======== DATA IN THIS EXERCISE ========
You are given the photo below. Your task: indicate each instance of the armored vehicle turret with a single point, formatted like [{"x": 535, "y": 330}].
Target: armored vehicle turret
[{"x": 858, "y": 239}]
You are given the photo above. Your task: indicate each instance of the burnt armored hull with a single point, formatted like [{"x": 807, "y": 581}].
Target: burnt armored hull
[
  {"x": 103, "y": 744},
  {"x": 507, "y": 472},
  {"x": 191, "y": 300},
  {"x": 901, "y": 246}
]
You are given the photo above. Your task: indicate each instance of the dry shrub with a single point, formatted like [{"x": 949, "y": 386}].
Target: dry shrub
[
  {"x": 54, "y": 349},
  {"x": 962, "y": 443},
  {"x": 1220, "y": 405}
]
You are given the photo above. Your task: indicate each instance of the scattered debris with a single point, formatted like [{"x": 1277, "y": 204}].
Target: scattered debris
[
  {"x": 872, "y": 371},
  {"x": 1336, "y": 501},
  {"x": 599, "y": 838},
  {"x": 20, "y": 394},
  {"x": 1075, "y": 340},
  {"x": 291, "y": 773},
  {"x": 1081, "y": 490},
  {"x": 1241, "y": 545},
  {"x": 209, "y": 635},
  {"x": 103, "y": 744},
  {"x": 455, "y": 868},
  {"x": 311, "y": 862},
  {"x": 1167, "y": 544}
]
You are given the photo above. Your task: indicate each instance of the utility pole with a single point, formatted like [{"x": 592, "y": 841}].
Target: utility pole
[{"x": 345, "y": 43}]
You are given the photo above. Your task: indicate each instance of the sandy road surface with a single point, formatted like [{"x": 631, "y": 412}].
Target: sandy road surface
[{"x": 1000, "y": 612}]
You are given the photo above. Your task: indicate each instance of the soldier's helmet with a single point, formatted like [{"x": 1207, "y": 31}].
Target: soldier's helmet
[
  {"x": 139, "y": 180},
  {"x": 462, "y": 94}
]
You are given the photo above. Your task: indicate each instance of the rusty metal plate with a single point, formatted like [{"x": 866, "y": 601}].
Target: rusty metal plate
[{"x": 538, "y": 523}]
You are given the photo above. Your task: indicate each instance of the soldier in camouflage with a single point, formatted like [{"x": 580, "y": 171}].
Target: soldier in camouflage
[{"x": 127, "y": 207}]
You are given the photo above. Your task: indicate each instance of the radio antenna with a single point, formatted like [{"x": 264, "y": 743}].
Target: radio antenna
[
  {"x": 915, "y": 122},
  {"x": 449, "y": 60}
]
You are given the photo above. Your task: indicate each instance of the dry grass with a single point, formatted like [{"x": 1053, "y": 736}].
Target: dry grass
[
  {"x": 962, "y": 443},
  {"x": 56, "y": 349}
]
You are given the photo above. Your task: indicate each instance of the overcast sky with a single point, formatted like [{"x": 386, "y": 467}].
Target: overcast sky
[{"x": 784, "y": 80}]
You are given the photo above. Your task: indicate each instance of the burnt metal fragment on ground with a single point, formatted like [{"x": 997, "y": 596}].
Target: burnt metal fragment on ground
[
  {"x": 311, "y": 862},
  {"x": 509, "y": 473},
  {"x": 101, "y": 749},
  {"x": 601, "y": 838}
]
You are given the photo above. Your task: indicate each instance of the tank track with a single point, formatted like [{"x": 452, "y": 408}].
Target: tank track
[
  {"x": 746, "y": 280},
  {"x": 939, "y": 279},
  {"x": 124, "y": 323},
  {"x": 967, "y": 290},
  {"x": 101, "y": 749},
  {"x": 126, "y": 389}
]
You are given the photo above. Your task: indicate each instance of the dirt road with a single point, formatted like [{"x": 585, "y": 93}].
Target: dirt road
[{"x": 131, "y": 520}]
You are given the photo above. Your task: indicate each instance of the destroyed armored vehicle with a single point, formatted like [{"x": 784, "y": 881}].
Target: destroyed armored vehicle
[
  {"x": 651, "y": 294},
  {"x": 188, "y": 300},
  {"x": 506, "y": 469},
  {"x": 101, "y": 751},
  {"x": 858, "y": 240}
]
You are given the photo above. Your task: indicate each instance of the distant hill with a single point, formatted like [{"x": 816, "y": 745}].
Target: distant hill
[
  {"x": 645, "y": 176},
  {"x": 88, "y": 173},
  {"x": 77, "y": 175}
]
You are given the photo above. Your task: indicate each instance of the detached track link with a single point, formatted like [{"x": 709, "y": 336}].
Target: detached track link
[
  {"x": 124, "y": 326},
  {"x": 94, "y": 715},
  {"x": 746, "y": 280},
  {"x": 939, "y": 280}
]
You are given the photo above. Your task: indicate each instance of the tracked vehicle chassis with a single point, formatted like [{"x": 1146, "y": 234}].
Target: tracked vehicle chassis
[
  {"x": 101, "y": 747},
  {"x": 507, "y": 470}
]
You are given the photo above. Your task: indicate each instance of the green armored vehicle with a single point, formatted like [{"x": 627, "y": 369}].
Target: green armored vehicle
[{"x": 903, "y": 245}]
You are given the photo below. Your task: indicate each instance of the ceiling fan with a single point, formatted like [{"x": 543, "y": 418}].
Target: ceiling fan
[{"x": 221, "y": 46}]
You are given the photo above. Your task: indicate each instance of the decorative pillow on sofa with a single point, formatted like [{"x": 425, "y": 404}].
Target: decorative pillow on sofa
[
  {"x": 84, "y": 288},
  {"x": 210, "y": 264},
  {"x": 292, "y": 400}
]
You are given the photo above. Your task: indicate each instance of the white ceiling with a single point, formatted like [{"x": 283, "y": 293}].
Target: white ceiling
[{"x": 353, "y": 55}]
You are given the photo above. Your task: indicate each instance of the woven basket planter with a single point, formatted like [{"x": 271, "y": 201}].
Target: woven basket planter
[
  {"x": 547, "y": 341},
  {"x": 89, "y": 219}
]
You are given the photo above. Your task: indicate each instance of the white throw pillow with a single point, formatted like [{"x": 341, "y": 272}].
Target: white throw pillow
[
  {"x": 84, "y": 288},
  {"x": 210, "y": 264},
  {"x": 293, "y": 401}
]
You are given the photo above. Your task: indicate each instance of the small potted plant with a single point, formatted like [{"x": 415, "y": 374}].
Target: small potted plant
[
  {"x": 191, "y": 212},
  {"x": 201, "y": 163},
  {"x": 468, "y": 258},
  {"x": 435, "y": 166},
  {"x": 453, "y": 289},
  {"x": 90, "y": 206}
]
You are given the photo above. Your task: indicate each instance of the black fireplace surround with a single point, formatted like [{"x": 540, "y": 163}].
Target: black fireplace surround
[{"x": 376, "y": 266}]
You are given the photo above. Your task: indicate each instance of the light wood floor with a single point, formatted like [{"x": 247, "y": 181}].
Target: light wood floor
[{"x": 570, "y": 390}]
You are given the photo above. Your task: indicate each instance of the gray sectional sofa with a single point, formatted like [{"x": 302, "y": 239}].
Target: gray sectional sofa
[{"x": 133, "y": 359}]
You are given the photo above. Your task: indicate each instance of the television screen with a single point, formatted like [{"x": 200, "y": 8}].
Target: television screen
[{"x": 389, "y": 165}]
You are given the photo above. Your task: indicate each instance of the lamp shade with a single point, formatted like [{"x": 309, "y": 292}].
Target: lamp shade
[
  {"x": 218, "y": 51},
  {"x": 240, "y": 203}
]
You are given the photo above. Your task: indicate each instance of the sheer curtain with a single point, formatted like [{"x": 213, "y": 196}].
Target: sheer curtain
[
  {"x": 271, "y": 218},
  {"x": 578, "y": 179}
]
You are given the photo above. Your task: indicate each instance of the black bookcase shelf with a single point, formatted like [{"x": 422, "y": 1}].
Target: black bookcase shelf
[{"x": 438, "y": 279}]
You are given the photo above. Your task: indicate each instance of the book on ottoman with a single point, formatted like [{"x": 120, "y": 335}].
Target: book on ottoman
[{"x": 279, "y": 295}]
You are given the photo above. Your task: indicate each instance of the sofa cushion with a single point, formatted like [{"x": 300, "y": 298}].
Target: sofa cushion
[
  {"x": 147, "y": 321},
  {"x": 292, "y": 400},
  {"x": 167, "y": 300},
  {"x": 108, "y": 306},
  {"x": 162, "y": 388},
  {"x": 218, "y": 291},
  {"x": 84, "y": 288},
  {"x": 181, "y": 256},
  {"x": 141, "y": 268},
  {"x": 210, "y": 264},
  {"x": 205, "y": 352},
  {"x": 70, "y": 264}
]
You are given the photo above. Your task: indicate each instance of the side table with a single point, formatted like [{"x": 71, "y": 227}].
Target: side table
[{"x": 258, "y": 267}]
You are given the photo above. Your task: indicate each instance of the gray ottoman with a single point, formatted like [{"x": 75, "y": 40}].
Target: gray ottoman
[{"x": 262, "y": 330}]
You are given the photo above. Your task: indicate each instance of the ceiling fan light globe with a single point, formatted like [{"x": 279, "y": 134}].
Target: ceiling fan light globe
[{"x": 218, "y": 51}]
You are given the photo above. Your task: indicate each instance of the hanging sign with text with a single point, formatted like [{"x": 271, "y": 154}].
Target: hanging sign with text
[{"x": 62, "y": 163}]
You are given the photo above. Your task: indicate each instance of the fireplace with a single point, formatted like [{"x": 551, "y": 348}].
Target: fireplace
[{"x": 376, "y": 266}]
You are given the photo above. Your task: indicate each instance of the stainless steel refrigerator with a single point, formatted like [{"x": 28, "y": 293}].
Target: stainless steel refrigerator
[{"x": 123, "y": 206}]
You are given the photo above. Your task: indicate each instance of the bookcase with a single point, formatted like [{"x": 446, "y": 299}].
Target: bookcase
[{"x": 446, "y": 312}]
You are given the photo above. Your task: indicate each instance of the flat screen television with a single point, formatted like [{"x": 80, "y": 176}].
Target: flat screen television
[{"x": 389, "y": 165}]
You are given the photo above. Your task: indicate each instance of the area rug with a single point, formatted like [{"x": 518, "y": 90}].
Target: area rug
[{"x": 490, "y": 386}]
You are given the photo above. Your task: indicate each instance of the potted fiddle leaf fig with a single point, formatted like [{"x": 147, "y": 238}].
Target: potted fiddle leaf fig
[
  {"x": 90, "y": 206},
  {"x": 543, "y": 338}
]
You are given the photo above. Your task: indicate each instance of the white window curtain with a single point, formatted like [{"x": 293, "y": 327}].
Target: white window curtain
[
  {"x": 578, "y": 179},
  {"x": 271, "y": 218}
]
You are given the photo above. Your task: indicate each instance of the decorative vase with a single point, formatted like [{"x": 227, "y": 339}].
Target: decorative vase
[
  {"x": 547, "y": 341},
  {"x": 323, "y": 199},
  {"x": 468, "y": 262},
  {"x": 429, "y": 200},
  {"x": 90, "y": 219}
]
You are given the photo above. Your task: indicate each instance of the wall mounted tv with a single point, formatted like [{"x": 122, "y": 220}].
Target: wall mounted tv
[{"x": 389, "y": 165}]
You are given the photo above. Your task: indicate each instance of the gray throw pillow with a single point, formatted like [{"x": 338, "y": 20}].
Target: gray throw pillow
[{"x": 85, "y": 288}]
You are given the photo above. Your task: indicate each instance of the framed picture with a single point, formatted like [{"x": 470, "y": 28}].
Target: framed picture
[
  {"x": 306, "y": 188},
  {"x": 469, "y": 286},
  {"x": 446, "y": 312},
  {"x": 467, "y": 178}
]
========
DIRECTIONS FOR THIS TASK
Give back the lines of the listing from the one with "the decorative vase" through the end, both included, exactly as written and with nothing added.

CORRECT RESPONSE
You are given the photo above. Your task: indicate each instance of the decorative vase with a single point, formatted like [{"x": 227, "y": 339}].
Target: decorative vase
[
  {"x": 547, "y": 341},
  {"x": 323, "y": 199},
  {"x": 468, "y": 262},
  {"x": 429, "y": 200},
  {"x": 90, "y": 219}
]
You are given the photo above. Your task: indicate each instance of the wall mounted tv with a single point, formatted like [{"x": 122, "y": 220}].
Target: wall mounted tv
[{"x": 389, "y": 165}]
You are given the photo above. Your task: indicate each instance of the gray throw pillow with a single point, formatted like [{"x": 338, "y": 20}].
Target: gray throw pillow
[{"x": 85, "y": 288}]
You are given the photo above. Your task: indicate each instance of the framed picture with a single point, formatted like [{"x": 470, "y": 28}].
Target: framed picture
[
  {"x": 306, "y": 188},
  {"x": 469, "y": 286},
  {"x": 446, "y": 312},
  {"x": 467, "y": 178}
]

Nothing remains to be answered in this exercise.